═════ Data to examine ═════

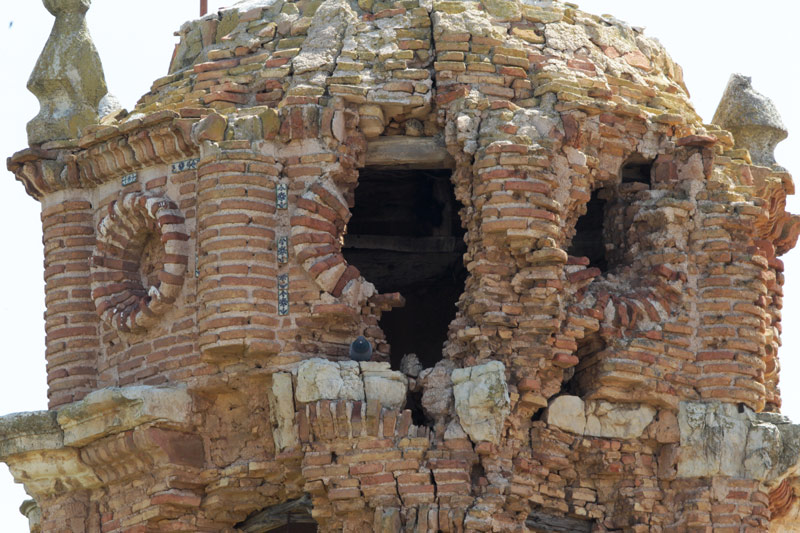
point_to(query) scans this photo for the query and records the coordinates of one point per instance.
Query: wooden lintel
(400, 151)
(542, 522)
(401, 244)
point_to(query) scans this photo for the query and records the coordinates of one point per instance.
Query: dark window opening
(405, 236)
(293, 516)
(588, 240)
(601, 233)
(637, 170)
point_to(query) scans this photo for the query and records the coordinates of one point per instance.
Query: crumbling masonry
(590, 277)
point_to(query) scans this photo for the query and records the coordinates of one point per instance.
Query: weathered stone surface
(617, 420)
(33, 513)
(68, 78)
(752, 118)
(599, 418)
(437, 395)
(326, 33)
(721, 439)
(410, 365)
(318, 379)
(25, 432)
(568, 413)
(481, 400)
(56, 471)
(384, 385)
(114, 410)
(282, 411)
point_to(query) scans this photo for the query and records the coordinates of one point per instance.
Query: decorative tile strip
(283, 294)
(283, 196)
(283, 250)
(182, 166)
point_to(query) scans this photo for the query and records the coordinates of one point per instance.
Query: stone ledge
(43, 448)
(114, 410)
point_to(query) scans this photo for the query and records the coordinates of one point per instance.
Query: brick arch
(320, 217)
(120, 296)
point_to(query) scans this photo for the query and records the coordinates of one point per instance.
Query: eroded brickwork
(612, 362)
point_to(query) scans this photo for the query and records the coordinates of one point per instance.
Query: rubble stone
(591, 275)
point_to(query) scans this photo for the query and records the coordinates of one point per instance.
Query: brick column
(70, 320)
(237, 262)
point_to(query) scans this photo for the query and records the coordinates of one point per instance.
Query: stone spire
(68, 78)
(752, 118)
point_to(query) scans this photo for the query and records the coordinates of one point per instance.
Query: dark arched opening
(405, 236)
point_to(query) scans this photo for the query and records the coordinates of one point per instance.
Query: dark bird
(360, 349)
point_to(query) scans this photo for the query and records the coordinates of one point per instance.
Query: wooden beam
(546, 523)
(399, 151)
(401, 244)
(295, 511)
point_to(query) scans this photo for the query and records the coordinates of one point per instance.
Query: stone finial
(68, 78)
(752, 118)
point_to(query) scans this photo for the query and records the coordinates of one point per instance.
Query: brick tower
(570, 285)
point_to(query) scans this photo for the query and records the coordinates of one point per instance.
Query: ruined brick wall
(200, 306)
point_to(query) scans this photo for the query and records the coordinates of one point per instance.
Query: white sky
(710, 39)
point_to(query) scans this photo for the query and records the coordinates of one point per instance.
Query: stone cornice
(44, 449)
(104, 153)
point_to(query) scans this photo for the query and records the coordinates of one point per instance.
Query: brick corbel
(46, 450)
(105, 153)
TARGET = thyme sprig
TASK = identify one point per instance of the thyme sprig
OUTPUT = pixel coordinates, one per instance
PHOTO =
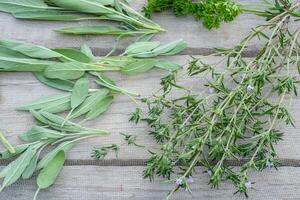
(237, 114)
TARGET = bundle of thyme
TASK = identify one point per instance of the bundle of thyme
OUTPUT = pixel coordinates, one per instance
(131, 22)
(236, 115)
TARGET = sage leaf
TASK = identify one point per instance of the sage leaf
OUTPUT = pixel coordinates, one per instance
(106, 82)
(64, 85)
(49, 15)
(66, 146)
(66, 71)
(90, 103)
(57, 122)
(94, 30)
(73, 54)
(85, 6)
(18, 150)
(14, 170)
(24, 5)
(79, 92)
(46, 102)
(30, 169)
(171, 48)
(166, 64)
(28, 49)
(101, 107)
(23, 64)
(139, 67)
(49, 174)
(139, 47)
(37, 133)
(87, 51)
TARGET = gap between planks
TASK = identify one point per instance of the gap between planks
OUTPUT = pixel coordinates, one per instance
(143, 162)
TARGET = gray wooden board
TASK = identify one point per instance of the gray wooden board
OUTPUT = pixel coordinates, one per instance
(125, 182)
(122, 183)
(198, 38)
(19, 88)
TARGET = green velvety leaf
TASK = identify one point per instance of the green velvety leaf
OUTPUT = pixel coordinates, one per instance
(30, 169)
(14, 170)
(66, 71)
(55, 121)
(87, 51)
(171, 48)
(93, 30)
(19, 149)
(166, 64)
(66, 146)
(139, 67)
(28, 49)
(23, 64)
(49, 174)
(64, 85)
(90, 103)
(49, 15)
(44, 102)
(99, 108)
(12, 6)
(79, 92)
(6, 52)
(37, 133)
(87, 6)
(139, 47)
(73, 54)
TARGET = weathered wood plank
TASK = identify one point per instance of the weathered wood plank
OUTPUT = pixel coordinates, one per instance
(198, 38)
(113, 183)
(18, 88)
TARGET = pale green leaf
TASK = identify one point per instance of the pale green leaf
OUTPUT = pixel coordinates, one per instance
(93, 30)
(79, 92)
(66, 71)
(49, 174)
(28, 49)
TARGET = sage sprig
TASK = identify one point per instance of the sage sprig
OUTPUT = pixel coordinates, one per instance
(52, 131)
(131, 22)
(68, 70)
(237, 114)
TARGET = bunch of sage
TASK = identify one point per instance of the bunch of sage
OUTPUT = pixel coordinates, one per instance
(131, 22)
(68, 69)
(237, 113)
(52, 131)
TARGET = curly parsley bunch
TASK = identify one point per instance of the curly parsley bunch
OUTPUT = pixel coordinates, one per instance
(212, 12)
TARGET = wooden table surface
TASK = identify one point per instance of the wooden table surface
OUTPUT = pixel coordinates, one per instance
(111, 179)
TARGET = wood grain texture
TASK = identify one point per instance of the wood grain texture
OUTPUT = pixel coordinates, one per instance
(126, 183)
(198, 38)
(18, 88)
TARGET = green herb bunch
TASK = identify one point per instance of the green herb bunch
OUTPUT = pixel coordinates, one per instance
(51, 131)
(212, 12)
(69, 70)
(131, 22)
(235, 116)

═════

# What you have to do
Select all lines in the listing that include the word "table".

# Task response
TARGET = wooden table surface
TASK = identify one point per instance of the wooden table surface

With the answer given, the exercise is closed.